*** Opening EXTRACTED MATERIAL ***

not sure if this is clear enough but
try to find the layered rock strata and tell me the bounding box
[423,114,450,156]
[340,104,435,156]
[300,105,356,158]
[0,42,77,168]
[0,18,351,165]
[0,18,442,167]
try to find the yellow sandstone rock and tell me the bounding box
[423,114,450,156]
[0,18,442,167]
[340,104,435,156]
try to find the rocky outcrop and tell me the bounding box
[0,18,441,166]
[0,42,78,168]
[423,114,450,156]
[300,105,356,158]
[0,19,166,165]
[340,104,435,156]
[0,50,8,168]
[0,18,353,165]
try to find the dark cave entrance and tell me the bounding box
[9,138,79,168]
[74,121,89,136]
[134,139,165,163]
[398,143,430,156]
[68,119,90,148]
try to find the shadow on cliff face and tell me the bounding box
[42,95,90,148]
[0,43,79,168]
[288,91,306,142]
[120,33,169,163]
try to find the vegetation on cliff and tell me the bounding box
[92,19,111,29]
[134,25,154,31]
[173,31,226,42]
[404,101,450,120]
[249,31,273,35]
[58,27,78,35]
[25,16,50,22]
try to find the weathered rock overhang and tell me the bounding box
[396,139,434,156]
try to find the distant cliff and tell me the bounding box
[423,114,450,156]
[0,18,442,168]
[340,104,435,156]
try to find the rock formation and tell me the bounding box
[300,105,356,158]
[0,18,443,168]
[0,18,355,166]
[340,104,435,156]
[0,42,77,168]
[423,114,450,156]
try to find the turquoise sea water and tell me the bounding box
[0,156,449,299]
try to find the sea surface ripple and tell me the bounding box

*** Closing EXTRACTED MATERIAL ***

▸ EXERCISE GOAL
The records above should be restated word for word, please.

▸ EXERCISE RESULT
not sure if this is clear enough but
try to find the layered rock strata and tell me the bounding box
[423,114,450,156]
[340,104,435,156]
[300,105,356,158]
[0,42,77,168]
[0,18,351,165]
[0,18,442,167]
try to find the yellow sandstone rock and tell me the bounding box
[423,114,450,156]
[0,18,442,167]
[340,104,435,156]
try to find the rocky outcrop and tell me the bounding box
[0,18,441,166]
[0,42,78,168]
[423,114,450,156]
[300,105,356,158]
[0,19,166,165]
[340,104,435,156]
[0,50,8,168]
[0,18,353,165]
try to find the dark cave entrance and tell me the bounding box
[9,138,79,168]
[74,121,89,136]
[134,139,165,163]
[398,143,430,156]
[68,119,90,148]
try to find the shadow on cliff face and tell me the bounding box
[42,95,90,148]
[0,43,79,168]
[288,91,306,142]
[120,33,169,163]
try to find the vegetation on cliff and tell me the bounding box
[92,19,111,29]
[134,25,154,31]
[173,31,226,42]
[404,101,450,120]
[249,31,273,35]
[58,27,78,35]
[25,16,50,22]
try to find the weathered rock overhang and tell me the bounding box
[396,139,434,156]
try to find the distant cliff and tell me the bounding box
[423,114,450,156]
[0,18,442,168]
[340,104,435,156]
try to find the rock formation and tell me the bounding box
[300,105,356,158]
[0,18,443,168]
[0,18,355,166]
[340,104,435,156]
[0,42,77,168]
[423,114,450,156]
try to find the turquoise sea water and tell me the bounding box
[0,156,449,299]
try to find the sea surface ripple and tell me the bounding box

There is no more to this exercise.